Make an exact copy of the lines below.

*Records*
——
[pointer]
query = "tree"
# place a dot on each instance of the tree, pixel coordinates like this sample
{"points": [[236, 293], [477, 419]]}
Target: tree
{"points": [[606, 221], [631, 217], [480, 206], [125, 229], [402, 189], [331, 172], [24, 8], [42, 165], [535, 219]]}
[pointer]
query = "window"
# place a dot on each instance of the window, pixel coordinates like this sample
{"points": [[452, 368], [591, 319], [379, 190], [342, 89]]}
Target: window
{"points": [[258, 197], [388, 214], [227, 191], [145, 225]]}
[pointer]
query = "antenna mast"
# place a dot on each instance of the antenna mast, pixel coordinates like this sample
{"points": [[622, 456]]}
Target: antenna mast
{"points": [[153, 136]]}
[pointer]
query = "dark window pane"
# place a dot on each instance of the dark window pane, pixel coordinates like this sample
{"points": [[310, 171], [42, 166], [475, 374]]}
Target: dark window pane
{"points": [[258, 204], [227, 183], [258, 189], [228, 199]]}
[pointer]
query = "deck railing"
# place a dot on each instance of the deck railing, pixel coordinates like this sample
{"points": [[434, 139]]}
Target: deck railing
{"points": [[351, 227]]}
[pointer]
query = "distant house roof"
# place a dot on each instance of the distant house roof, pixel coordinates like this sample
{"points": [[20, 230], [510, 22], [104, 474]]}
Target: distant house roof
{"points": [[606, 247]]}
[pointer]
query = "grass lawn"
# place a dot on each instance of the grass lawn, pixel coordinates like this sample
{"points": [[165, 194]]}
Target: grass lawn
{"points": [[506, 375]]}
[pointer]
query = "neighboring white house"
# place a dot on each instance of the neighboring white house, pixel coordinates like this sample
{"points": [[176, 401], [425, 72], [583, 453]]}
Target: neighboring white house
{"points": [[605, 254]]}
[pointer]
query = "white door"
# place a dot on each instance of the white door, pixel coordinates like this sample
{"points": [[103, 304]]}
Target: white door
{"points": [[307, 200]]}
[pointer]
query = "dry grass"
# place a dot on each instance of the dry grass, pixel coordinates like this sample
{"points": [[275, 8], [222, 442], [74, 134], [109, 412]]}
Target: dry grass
——
*Result of the task*
[pointer]
query = "tree"
# place a dot on each instance of the tree, pixel coordinates like this sample
{"points": [[236, 293], [477, 419]]}
Target: tree
{"points": [[606, 221], [631, 217], [480, 206], [125, 229], [402, 189], [331, 172], [24, 8], [42, 165], [535, 219]]}
[pointer]
query = "window"
# place a dot on each instance of the window, pixel coordinates like this sample
{"points": [[452, 368], [591, 319], [379, 190], [342, 89]]}
Target: window
{"points": [[258, 197], [388, 214], [227, 191], [145, 225]]}
[pointer]
query = "antenna mast"
# place a dot on each instance of the antenna mast, pixel coordinates like this sample
{"points": [[622, 456]]}
Target: antenna mast
{"points": [[153, 136]]}
[pointer]
query = "dark window pane"
# place a dot on each instance of the dark window pane, pixel coordinates like this sample
{"points": [[310, 171], [42, 166], [475, 374]]}
Target: dark window pane
{"points": [[258, 204], [227, 183], [258, 189], [228, 199]]}
[pointer]
query = "deck railing"
# place a dot on each instance of the deck railing, pixel coordinates like this sample
{"points": [[434, 139]]}
Target: deck railing
{"points": [[351, 227]]}
[pointer]
query = "distant house roof"
# place a dot on each instance of the distant house roof, pixel coordinates like this sample
{"points": [[20, 230], [510, 22], [104, 474]]}
Target: distant house roof
{"points": [[606, 247]]}
[pointer]
query = "grass lawn"
# place a dot on each instance of the grass lawn, pixel coordinates like this sample
{"points": [[165, 194]]}
Target: grass lawn
{"points": [[506, 375]]}
[pointer]
query = "neighboring white house"
# place a dot on each instance of the neighboring white house, pixel coordinates like this sample
{"points": [[176, 401], [425, 72], [583, 453]]}
Target: neighboring white house
{"points": [[605, 254]]}
[pointer]
query = "white door"
# place a dot on each instance of the white door, pixel coordinates like this sample
{"points": [[103, 304]]}
Target: white door
{"points": [[307, 200]]}
[pointer]
query = "dry grass"
# place a dot on each instance of the dry grass, pixel coordinates like this sample
{"points": [[275, 8], [222, 442], [74, 134], [109, 412]]}
Target: dry grass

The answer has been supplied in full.